§ **AUFGABE**
Bearbeite den Textauszug über Antonio Caruso: Beginne bei den Worten „Trotz seiner Entschlossenheit“ und höre nach „alles verloren scheint.“ auf. Ersetze in diesem Teil „Zwickmühlen“ durch „Schwierigkeiten“.
++++ TEXTAUSZUG
Trotz seiner Entschlossenheit und Vorsicht ist er nicht konsequent genug und gerät in Zwickmühlen. Um bei Maria Luce ein gutes Bild abzugeben und Rachelina aus einer Notlage zu helfen, verschuldet er sich. Auf der Suche nach Arbeit lässt er sich mit Leuten ein, die ihm selber von Anfang an suspekt erschienen. Schließlich ist er derartig in Unheil verwickelt, dass alles verloren scheint.
Damit verlagert sich der Schwerpunkt der schon bis dahin wendungsreichen Erzählung ein wenig, denn Antonio übernimmt einen Job als Fahrer eines Lieferwagens, ohne genau zu durchschauen, wofür er eigentlich so gut bezahlt werden soll. Der weitere Verlauf ist für uns Leser in gewissem Rahmen vorhersehbar. Die stabiler gewordenen familiären Beziehungen können in den Hintergrund rücken, während nächtliche Fahrten, Nachforschungen und schließlich Action in den Mittelpunkt rücken. Der Protagonist bekommt es dabei mit den hinlänglich bekannten Themenkreisen italienischer Kriminalität zu tun und entwickelt heldische Qualitäten unterschiedlicher Art. Eine Nummer kleiner, dafür aber enger an der mit sich selbst und den widrigen Umständen ringenden Persönlichkeit hätte den Charakter des Antonio Caruso stimmiger und konzentrierter belassen.
++++++++
++++ BEREITGESTELLTES MATERIAL
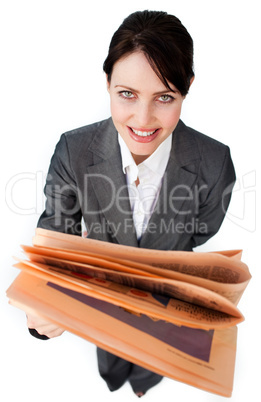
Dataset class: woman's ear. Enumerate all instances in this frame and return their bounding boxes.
[106,74,110,92]
[189,75,195,87]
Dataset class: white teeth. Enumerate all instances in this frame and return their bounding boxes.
[132,128,156,137]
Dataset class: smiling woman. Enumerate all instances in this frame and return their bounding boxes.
[24,11,235,396]
[108,51,184,163]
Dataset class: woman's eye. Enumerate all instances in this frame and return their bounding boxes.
[159,95,174,103]
[120,91,134,99]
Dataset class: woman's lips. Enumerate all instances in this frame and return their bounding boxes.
[127,126,160,143]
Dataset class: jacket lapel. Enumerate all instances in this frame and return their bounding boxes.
++++++++
§ **LÖSUNG**
Trotz seiner Entschlossenheit und Vorsicht ist er nicht konsequent genug und gerät in Schwierigkeiten. Um bei Maria Luce ein gutes Bild abzugeben und Rachelina aus einer Notlage zu helfen, verschuldet er sich. Auf der Suche nach Arbeit lässt er sich mit Leuten ein, die ihm selber von Anfang an suspekt erschienen. Schließlich ist er derartig in Unheil verwickelt, dass alles verloren scheint.